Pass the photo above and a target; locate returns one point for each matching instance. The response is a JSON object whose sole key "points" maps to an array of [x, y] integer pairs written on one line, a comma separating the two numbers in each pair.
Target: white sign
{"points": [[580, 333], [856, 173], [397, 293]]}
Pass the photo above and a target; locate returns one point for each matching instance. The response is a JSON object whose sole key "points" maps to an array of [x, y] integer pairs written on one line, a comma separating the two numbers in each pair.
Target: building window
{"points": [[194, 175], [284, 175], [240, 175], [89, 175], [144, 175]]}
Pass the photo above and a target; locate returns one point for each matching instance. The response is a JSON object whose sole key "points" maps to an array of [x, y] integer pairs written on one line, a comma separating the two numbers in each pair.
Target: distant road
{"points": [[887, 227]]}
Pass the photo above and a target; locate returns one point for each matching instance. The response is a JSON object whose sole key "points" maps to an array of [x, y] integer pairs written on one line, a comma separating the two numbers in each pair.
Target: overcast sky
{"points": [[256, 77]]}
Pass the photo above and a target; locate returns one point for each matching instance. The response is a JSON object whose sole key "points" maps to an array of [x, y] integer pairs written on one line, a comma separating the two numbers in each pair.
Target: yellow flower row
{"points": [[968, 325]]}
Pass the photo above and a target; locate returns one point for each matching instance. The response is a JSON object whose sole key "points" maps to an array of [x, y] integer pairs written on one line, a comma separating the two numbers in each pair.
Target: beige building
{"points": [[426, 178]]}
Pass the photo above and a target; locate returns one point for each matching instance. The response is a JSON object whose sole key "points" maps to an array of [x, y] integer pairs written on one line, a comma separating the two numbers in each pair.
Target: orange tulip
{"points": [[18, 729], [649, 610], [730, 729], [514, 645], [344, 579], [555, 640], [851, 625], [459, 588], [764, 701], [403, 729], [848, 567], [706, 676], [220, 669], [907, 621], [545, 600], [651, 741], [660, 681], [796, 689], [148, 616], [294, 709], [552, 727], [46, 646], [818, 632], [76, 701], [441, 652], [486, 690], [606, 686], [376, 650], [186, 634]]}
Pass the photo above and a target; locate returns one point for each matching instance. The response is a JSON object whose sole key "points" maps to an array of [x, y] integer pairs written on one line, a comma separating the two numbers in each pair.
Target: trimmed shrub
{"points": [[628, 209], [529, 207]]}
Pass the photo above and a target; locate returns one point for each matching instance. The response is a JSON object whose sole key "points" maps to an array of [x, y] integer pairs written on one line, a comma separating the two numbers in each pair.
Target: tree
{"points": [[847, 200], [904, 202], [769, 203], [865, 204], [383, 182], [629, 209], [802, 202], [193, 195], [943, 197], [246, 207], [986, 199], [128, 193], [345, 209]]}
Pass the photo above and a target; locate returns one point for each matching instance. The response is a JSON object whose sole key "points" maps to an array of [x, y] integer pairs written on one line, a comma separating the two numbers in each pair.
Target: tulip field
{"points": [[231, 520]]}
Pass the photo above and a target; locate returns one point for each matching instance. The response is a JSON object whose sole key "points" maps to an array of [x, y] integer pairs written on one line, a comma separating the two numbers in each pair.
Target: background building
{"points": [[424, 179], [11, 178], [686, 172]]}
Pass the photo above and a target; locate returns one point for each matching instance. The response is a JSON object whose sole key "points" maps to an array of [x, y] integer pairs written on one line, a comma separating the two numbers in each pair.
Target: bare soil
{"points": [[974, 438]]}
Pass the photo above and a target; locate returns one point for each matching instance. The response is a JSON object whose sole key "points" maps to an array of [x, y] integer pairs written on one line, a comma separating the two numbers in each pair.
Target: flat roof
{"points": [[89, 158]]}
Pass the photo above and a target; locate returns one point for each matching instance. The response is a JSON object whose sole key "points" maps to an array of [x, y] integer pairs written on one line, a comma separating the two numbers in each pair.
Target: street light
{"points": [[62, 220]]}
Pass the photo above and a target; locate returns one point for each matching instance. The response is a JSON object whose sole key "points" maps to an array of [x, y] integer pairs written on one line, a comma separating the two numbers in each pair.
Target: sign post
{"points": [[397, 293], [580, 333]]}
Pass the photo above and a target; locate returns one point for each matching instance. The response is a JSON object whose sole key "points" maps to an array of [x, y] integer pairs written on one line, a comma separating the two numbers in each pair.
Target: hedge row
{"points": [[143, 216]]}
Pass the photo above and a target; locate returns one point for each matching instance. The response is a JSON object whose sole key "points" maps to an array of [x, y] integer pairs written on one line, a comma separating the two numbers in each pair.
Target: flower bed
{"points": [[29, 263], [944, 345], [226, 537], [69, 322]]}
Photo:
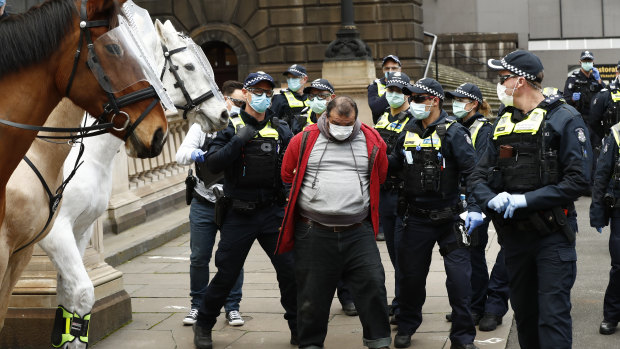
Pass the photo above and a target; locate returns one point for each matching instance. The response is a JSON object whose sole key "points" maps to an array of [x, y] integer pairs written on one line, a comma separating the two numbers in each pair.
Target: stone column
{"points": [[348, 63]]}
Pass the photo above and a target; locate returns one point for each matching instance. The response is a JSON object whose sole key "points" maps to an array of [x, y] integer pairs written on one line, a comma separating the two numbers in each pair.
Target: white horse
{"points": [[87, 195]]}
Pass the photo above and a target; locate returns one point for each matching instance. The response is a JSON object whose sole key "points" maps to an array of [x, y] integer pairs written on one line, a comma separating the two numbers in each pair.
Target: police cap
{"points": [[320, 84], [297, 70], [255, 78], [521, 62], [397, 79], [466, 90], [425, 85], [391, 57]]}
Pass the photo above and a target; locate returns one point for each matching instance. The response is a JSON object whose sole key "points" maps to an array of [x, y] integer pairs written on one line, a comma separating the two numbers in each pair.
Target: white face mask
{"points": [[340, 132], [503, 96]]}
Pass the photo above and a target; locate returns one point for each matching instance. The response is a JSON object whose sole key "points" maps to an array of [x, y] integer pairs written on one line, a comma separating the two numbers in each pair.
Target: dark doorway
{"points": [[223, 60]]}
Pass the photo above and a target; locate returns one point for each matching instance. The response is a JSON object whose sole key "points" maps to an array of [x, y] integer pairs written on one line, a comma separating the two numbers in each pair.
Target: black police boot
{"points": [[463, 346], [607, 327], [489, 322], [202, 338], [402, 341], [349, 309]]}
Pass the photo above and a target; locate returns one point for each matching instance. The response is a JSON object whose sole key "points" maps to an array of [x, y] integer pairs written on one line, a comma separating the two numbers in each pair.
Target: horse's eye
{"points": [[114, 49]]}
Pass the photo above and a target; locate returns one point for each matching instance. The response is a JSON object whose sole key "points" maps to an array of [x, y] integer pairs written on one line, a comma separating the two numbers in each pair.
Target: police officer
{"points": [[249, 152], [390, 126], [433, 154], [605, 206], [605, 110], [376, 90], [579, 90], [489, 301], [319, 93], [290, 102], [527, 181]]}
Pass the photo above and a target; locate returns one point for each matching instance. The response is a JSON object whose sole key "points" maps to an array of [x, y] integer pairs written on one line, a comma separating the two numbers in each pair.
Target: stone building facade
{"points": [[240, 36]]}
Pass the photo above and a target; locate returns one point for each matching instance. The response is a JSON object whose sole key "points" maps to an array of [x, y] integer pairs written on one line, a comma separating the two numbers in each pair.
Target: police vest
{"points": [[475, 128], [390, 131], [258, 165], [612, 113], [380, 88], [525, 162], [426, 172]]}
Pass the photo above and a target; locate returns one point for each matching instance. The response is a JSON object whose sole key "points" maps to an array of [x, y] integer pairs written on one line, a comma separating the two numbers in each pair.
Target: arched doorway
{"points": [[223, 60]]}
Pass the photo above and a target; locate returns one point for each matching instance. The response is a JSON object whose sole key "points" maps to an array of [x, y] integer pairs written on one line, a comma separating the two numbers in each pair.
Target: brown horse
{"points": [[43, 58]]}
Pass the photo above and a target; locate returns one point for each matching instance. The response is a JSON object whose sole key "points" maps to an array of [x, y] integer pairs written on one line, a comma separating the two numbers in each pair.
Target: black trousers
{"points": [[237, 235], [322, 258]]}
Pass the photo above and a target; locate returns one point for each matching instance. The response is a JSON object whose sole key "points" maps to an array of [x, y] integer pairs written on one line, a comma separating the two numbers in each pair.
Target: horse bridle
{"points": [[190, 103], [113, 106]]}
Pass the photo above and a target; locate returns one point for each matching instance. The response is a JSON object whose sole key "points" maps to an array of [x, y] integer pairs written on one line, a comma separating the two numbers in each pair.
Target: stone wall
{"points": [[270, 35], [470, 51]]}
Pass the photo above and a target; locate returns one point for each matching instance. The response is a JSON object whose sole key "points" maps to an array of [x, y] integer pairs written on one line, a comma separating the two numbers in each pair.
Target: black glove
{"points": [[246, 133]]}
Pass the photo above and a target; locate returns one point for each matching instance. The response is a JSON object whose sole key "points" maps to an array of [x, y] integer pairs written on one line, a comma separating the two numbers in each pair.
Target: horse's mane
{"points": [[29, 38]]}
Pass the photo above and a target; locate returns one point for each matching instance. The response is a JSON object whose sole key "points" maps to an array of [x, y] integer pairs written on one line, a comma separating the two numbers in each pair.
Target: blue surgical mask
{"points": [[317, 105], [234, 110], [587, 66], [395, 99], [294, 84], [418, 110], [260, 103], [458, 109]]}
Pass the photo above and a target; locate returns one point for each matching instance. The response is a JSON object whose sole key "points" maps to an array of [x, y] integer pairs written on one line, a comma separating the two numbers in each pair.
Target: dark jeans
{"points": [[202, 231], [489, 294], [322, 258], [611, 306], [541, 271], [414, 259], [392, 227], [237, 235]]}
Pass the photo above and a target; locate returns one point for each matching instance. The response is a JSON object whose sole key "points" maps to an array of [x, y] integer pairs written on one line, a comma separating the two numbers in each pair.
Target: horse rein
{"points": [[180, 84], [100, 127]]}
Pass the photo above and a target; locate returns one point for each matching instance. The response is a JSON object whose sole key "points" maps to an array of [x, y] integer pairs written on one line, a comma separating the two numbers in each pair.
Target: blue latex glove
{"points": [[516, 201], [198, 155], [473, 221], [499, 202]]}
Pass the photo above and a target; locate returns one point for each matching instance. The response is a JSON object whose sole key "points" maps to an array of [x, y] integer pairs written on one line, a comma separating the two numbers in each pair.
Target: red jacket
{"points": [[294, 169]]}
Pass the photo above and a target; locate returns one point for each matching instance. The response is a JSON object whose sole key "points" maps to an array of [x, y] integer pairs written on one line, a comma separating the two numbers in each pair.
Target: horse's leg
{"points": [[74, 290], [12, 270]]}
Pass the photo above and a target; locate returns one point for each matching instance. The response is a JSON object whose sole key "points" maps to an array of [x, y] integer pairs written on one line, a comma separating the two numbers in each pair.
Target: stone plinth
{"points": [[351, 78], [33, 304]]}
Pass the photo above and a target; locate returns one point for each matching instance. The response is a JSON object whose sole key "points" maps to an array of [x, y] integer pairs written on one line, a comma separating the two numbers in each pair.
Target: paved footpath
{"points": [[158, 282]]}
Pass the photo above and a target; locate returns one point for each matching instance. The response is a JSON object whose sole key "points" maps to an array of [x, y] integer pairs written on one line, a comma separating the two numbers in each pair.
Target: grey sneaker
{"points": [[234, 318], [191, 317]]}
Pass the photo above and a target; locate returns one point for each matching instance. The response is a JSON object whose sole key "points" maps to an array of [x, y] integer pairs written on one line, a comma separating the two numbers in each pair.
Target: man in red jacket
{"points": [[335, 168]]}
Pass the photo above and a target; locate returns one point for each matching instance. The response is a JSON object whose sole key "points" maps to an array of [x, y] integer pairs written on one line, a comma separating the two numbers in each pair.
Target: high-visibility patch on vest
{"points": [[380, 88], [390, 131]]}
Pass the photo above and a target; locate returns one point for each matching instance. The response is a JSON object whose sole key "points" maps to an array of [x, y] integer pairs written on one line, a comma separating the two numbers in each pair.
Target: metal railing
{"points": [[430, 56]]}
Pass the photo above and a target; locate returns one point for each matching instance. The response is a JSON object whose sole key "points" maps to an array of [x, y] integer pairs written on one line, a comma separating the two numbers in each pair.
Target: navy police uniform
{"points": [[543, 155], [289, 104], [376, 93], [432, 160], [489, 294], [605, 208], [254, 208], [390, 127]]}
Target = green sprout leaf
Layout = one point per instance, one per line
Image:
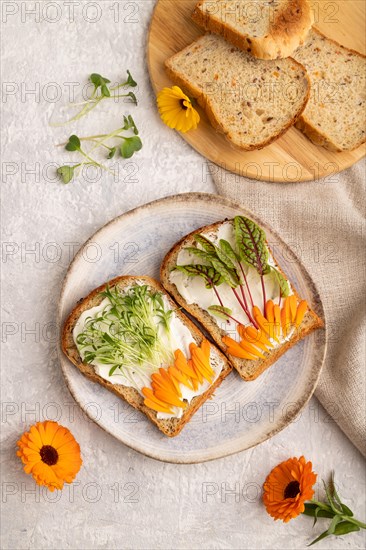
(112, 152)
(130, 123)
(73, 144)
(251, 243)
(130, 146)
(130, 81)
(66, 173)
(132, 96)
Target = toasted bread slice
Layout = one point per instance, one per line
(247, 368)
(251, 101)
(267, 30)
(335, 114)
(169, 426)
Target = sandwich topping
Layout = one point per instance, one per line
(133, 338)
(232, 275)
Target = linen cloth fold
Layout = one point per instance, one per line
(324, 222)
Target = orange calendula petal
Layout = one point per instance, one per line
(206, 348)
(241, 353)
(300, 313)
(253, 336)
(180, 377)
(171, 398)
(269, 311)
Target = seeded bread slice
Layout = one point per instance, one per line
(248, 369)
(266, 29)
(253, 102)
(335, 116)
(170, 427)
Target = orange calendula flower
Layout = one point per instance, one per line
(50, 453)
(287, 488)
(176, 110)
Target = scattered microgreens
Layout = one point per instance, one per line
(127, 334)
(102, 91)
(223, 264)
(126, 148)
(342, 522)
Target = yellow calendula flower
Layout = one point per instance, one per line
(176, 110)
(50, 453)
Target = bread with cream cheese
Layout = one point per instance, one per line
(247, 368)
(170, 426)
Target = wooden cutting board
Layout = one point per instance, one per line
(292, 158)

════

### WHAT YOU NEED TO DO:
Would you quote, exactly and only, the lines from the one containing "Target = seeded bread slice" to the end of the entries?

### RESPONSE:
Target = seeded bread slice
Layout = one point per instance, one per line
(248, 369)
(266, 29)
(253, 102)
(335, 116)
(170, 427)
Target = orange calendula flower
Layout = one point per instance, one per line
(50, 453)
(287, 488)
(176, 110)
Target = scattered microgreens
Layout = one point per instance, one per line
(127, 334)
(102, 91)
(223, 264)
(126, 148)
(342, 522)
Target = yellow calendula flower
Layout = one point per instance, one per line
(176, 110)
(50, 453)
Target = bread with cream cheese
Layout = one point per instance, one per line
(247, 368)
(170, 426)
Target = wooden cutting board
Layout = one point per instance, one per line
(292, 158)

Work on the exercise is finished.